Excerpts from a location annotation dataset:
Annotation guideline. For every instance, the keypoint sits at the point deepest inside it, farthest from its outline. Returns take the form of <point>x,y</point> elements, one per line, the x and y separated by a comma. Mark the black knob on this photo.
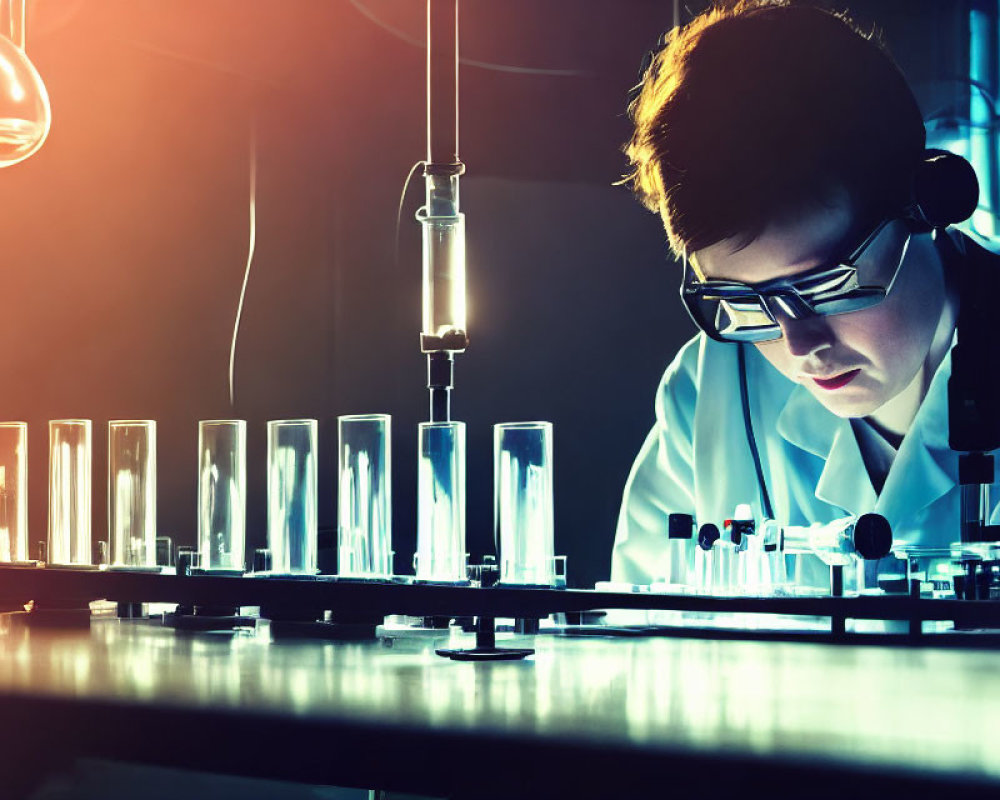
<point>680,526</point>
<point>708,535</point>
<point>872,536</point>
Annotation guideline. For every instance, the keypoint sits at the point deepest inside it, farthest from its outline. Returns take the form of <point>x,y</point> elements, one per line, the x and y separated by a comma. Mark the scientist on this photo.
<point>784,152</point>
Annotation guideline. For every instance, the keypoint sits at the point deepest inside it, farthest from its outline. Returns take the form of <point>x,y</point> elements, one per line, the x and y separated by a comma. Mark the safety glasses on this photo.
<point>730,311</point>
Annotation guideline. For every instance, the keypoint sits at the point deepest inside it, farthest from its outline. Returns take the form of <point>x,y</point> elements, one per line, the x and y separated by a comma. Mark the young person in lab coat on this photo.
<point>784,152</point>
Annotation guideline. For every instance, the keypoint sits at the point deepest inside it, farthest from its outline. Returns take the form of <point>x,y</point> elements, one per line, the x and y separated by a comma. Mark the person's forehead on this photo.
<point>786,247</point>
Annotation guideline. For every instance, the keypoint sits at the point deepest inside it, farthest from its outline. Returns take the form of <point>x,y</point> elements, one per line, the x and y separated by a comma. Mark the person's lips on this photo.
<point>836,381</point>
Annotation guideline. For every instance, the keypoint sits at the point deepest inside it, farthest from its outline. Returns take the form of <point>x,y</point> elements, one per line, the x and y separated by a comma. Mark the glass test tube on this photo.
<point>13,491</point>
<point>132,492</point>
<point>441,502</point>
<point>364,532</point>
<point>292,495</point>
<point>522,502</point>
<point>69,492</point>
<point>222,483</point>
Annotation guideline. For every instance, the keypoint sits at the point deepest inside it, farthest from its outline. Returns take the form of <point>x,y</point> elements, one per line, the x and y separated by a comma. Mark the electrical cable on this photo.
<point>250,253</point>
<point>511,68</point>
<point>765,499</point>
<point>399,211</point>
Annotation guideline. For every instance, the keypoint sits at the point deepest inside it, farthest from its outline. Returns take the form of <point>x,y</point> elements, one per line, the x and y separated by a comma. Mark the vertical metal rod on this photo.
<point>442,81</point>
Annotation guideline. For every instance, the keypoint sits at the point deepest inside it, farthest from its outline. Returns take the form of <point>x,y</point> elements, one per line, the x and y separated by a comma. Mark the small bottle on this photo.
<point>680,550</point>
<point>704,559</point>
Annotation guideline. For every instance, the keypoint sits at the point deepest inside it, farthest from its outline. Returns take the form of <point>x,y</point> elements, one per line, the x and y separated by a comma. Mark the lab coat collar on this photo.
<point>923,470</point>
<point>844,482</point>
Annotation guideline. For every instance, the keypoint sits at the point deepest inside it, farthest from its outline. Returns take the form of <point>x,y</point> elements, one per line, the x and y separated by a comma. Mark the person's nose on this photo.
<point>805,336</point>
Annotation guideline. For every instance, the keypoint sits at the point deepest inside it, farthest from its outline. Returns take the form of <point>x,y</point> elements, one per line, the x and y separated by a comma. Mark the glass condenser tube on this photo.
<point>441,502</point>
<point>222,492</point>
<point>523,511</point>
<point>13,491</point>
<point>69,491</point>
<point>840,542</point>
<point>292,499</point>
<point>443,267</point>
<point>132,492</point>
<point>364,531</point>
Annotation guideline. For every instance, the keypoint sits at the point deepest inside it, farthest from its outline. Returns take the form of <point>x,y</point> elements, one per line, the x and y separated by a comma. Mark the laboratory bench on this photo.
<point>585,716</point>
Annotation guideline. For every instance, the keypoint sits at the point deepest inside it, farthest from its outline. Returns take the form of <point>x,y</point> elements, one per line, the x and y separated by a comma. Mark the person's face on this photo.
<point>853,363</point>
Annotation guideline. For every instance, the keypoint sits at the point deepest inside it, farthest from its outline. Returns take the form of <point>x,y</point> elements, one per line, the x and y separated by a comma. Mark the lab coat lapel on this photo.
<point>844,482</point>
<point>925,468</point>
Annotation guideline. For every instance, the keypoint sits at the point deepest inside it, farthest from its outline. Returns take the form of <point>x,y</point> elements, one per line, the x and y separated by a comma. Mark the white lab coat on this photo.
<point>696,460</point>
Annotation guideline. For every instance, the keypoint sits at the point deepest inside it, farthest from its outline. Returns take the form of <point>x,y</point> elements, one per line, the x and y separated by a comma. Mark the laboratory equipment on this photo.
<point>13,491</point>
<point>443,225</point>
<point>704,558</point>
<point>522,502</point>
<point>840,542</point>
<point>292,495</point>
<point>440,555</point>
<point>25,113</point>
<point>680,550</point>
<point>222,482</point>
<point>132,492</point>
<point>69,491</point>
<point>364,532</point>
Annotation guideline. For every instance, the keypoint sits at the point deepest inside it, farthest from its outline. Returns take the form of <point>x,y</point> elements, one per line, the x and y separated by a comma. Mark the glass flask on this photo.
<point>69,492</point>
<point>364,531</point>
<point>222,493</point>
<point>13,491</point>
<point>25,113</point>
<point>292,499</point>
<point>522,502</point>
<point>132,492</point>
<point>440,553</point>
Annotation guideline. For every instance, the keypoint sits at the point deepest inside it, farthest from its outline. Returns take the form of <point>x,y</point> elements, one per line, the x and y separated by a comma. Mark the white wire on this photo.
<point>512,68</point>
<point>250,252</point>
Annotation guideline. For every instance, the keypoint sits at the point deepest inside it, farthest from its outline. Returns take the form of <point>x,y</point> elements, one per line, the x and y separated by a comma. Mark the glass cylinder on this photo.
<point>441,502</point>
<point>292,499</point>
<point>69,492</point>
<point>13,491</point>
<point>222,492</point>
<point>522,502</point>
<point>443,273</point>
<point>364,531</point>
<point>132,492</point>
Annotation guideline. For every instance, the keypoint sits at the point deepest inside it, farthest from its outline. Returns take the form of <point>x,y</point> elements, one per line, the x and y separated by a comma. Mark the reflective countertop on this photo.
<point>913,709</point>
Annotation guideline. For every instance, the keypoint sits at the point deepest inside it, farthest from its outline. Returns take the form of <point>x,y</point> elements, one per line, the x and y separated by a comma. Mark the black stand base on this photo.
<point>486,646</point>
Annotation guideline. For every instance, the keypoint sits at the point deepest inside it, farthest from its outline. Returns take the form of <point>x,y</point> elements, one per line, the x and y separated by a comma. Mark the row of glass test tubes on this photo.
<point>523,501</point>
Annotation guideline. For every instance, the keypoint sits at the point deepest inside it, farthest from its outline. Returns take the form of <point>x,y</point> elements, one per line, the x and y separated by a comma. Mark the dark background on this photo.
<point>124,239</point>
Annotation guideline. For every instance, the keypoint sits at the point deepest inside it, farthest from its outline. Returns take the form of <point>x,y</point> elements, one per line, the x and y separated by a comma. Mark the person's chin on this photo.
<point>847,404</point>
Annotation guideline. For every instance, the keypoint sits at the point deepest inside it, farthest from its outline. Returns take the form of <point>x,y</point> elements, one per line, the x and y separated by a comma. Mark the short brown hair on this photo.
<point>756,108</point>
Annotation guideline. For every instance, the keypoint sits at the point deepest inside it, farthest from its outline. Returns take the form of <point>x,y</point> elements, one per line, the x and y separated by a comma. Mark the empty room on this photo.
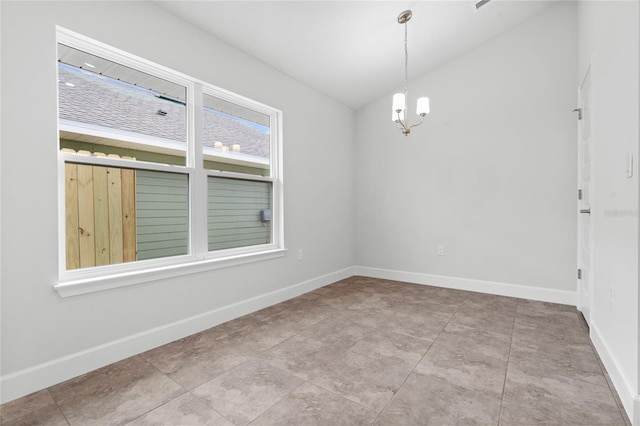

## GIVEN INSTRUCTION:
Put every line of the data above into a numbered list, skipping blank lines and leaving out the pictures.

## ANSWER BELOW:
1. Annotation guideline. For every instance, the keypoint sits at the point deepest inside it, farthest from its outline. Returns take the form of <point>x,y</point> elements, one per line, the x and y separated by a comma. Mark the black knob on this photo.
2. <point>680,526</point>
3. <point>708,535</point>
4. <point>872,536</point>
5. Annotation guideline. For every instance, the keypoint sits at the point deepest inside it, farthest from its outline. Returns take the form of <point>x,y</point> elements, one per line, the x and y separated by a comma. Mark the scientist on this photo.
6. <point>784,152</point>
7. Annotation guideline. For every instance, the keypoint sits at the point deepest inside it, farthest from its outline. Returns take the form of <point>x,y</point> elements, one per line, the x and y separated by a comma. Mark the safety glasses on this photo.
8. <point>730,311</point>
9. Annotation guideline. For every instance, the keypoint sits at the point deepest inside it, farthest from its outline. Returns take the form of <point>x,y</point> elements, one per line, the x and y separated by a comma. Mark the young person in lab coat on this photo.
10. <point>784,152</point>
11. Annotation guideline. For every instance, the keypoint sits at the point deepest inside it, farthest from its outline. Returns take the form of <point>x,y</point> elements, one per line, the x and y separated by a comma. Mark the person's forehead on this photo.
12. <point>786,247</point>
13. Annotation guideline. For every instance, the keypoint sits at the point deepest inside it, farthest from its outline. Returns take the form of <point>x,y</point> elements, one per line, the x and y separated by a comma. Mark the person's lips on this photo.
14. <point>836,381</point>
15. Annotation guideline. For every instance, the keypoint sits at the point deepest inside it, farthest from its outline. Returns take the form of <point>x,y</point> elements, one per line, the x and y separated by a comma. Mark the glass test tube on this photo.
16. <point>13,491</point>
17. <point>132,492</point>
18. <point>441,502</point>
19. <point>364,532</point>
20. <point>292,495</point>
21. <point>522,502</point>
22. <point>69,492</point>
23. <point>222,483</point>
24. Annotation guideline. For every instance, the keypoint sits at the point deepest inside it, farthest from its outline. Returns take the form of <point>x,y</point> elements, one per line, the x and y separated by a comma. Mark the electrical cable on this photo.
25. <point>250,253</point>
26. <point>511,68</point>
27. <point>765,499</point>
28. <point>399,211</point>
29. Annotation guideline. For every instance, the keypoint sits at the point deepest inside it, farthest from its outline. Returns take the form of <point>x,y</point> elements, one per line, the x and y separated by a comma. Mark the vertical metal rod on this photo.
30. <point>442,81</point>
31. Annotation guideline. For every instance, the keypoint sits at the point deepest inside it, farthest from its outline. Returns take the form of <point>x,y</point> elements, one per line, the x and y separated by a comma. Mark the small bottle on this photo.
32. <point>680,550</point>
33. <point>704,559</point>
34. Annotation guideline. For every instance, the keypoint sits at the point deepest inside it, farthest from its outline. Returns take the form of <point>x,y</point> elements, one per line, the x and y separated by a comma. Mark the lab coat collar on this photo.
35. <point>923,470</point>
36. <point>844,482</point>
37. Annotation guideline. For every instance, the keypoint sits at the point deepest inside it, farthest from its outline. Returns take the form of <point>x,y</point> elements, one per line, the x and y separated by a comma. Mark the person's nose on this photo.
38. <point>805,336</point>
39. Annotation guideline. For every instance, the keypoint sits at the point deepest inside it, farthest from its outline. Returns take the form of <point>x,y</point> elements, one per line, the x and y separated by a comma. Mark the glass condenser tube on this photo.
40. <point>441,502</point>
41. <point>222,492</point>
42. <point>523,511</point>
43. <point>13,491</point>
44. <point>69,491</point>
45. <point>840,542</point>
46. <point>292,499</point>
47. <point>443,267</point>
48. <point>132,492</point>
49. <point>364,531</point>
50. Annotation guideline. For every instance, the keypoint sits at the point deepest inside it, farthest from its outline. Returns take the form of <point>x,y</point> elements, one per line, the x and y separated by a comma. Mark the laboratory bench on this photo.
51. <point>585,716</point>
52. Annotation guideline. For every instance, the keypoint sits at the point deepest inside it, farthest from its outline. Returns take the form of <point>x,y</point> elements, one per line, the x and y separated by a comma. Mark the person's face on this photo.
53. <point>853,363</point>
54. Annotation guideline. For every instance, the keypoint sits at the point deepest inside it, farthest from its outline. Returns take the form of <point>x,y</point> elements, one per line, the x and y separated by a comma. Mark the lab coat lapel on this photo.
55. <point>844,482</point>
56. <point>925,468</point>
57. Annotation guideline. For every instance, the keypoint sits at the point deepest inside it, farthest from its outline. Returns take the form of <point>x,y</point> elements, one per line, the x and y separated by a comma. Mark the white lab coat on this photo.
58. <point>696,460</point>
59. Annotation guideline. For every instance, the keypoint sits at the point deepest inside it, farthest from its outline. Returns take the form of <point>x,y</point> elements, one per line, the x and y separated by a comma. Mark the laboratory equipment on this photo.
60. <point>13,491</point>
61. <point>443,225</point>
62. <point>704,558</point>
63. <point>522,502</point>
64. <point>840,542</point>
65. <point>292,495</point>
66. <point>440,555</point>
67. <point>25,113</point>
68. <point>680,550</point>
69. <point>222,482</point>
70. <point>132,492</point>
71. <point>69,491</point>
72. <point>364,532</point>
73. Annotation guideline. For every instance, the keypoint sits at the point deepest inside it, farthest from its outline. Returns take the form of <point>x,y</point> elements, one per line, the x and y separated by a comma. Mark the glass flask on this photo.
74. <point>69,492</point>
75. <point>364,531</point>
76. <point>222,493</point>
77. <point>13,491</point>
78. <point>25,113</point>
79. <point>292,499</point>
80. <point>522,502</point>
81. <point>132,492</point>
82. <point>440,553</point>
83. Annotation guideline. For every instance, the keypoint sits at the point deepest inside it, farthest from its outline. Returns take the form of <point>x,y</point> elements, one per line, the x and y separated by a comma. Mark the white wire on this photo.
84. <point>512,68</point>
85. <point>250,252</point>
86. Annotation guideline. For every instance, the keypoint sits at the point deepest inside it, farthest from its outline. Returns take the form of <point>x,y</point> elements, one per line, the x and y separated by a comma. Mark the glass cylinder on this photo.
87. <point>441,502</point>
88. <point>292,499</point>
89. <point>69,492</point>
90. <point>13,491</point>
91. <point>222,492</point>
92. <point>522,502</point>
93. <point>443,273</point>
94. <point>364,531</point>
95. <point>132,492</point>
96. Annotation guideline. For every instance, the keypoint sits at the point deepest inside it, farthest from its outline. Returns take the form of <point>x,y</point> elements, one per line, the x and y separated by a comma. Mark the reflective countertop on this photo.
97. <point>913,709</point>
98. Annotation guideline. For every instance, the keypoint sits at the point deepest inside it, farthest from its outline. Returns take the form of <point>x,y</point> elements, one per line, the x and y separated by a comma. Mark the black stand base on this photo.
99. <point>486,646</point>
100. Annotation guideline. For every instance, the keypoint sits at the point deepest inside it, farthest from its outline. Returns take the form of <point>x,y</point> elements, one per line, the x and y separated by a comma. Mark the row of glass test tubes on this photo.
101. <point>523,501</point>
102. Annotation guideline. For every instance, the keypoint sits at the point deepest inside it, farthest from its outline. Returns take the form of <point>x,y</point> elements, one per line, the x and y separated by a comma. Mark the dark background on this photo.
103. <point>124,239</point>
104. Annotation guideline. For every instance, the keypoint sits at the point deepest inside it, farthest from its outline. Returns take the form of <point>x,y</point> elements, one per line, the x and y separated by a comma. Mark the person's chin on this photo.
105. <point>847,404</point>
106. Annotation guideline. For every instance, the keypoint sits at the point deepest inside it, farthest from its outline. Returns take the form of <point>x,y</point> elements, one per line, the x and y separated by a comma. Mark the short brown hair on this photo.
107. <point>756,108</point>
108. Annotation guideline. For every instance, the keypoint sits at the point deepest inside it, farthest from its outline. Returns take the form of <point>x,y</point> elements, one per line, the x and y separated by a comma. Mark the empty room on this photo.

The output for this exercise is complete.